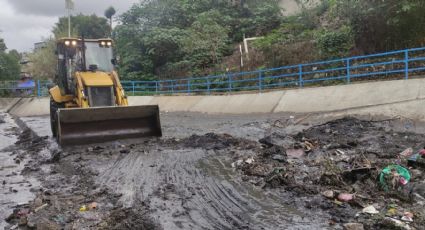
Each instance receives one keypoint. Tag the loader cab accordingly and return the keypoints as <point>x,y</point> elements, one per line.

...

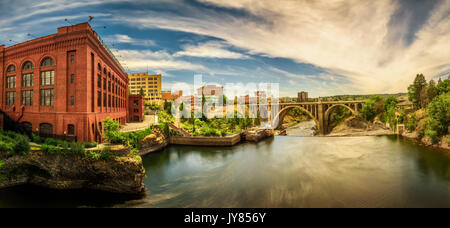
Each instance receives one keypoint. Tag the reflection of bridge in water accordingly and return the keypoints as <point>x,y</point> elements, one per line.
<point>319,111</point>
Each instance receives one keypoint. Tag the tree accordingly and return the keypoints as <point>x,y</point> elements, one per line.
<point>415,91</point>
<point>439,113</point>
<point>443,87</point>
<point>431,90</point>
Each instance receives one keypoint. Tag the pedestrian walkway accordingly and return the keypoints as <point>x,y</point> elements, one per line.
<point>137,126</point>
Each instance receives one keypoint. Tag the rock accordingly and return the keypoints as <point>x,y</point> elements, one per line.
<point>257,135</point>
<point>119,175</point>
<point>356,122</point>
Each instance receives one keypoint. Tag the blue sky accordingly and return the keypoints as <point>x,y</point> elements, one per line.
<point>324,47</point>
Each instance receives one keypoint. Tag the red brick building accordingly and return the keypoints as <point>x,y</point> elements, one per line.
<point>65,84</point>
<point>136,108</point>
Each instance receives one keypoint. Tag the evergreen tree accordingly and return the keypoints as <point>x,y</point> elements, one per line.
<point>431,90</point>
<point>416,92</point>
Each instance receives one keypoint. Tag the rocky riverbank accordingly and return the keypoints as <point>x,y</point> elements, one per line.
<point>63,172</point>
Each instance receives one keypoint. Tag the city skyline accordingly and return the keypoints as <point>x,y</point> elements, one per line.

Set problem: Format the records as a JSON list of strings, one string per line and blank lines omitted, starting at the line that contains "Each instance receives one keypoint. Tag the evergreen" and ending at the line that contains "Each instance receives one keypoint. Tag the city".

Response to the exercise:
[
  "Each instance receives one keypoint. Tag the evergreen tree accordingly and return the keypoints as <point>x,y</point> elements, one per line.",
  "<point>431,90</point>",
  "<point>416,92</point>",
  "Each instance receives one keypoint. Tag the rocky riverbank accordingly and return the keypoints as <point>x,y</point> elements, one per line.",
  "<point>63,172</point>",
  "Each instance receives one keypoint. Tag the city skyline accordingly and return the keypoints as <point>x,y</point> elements, one per line."
]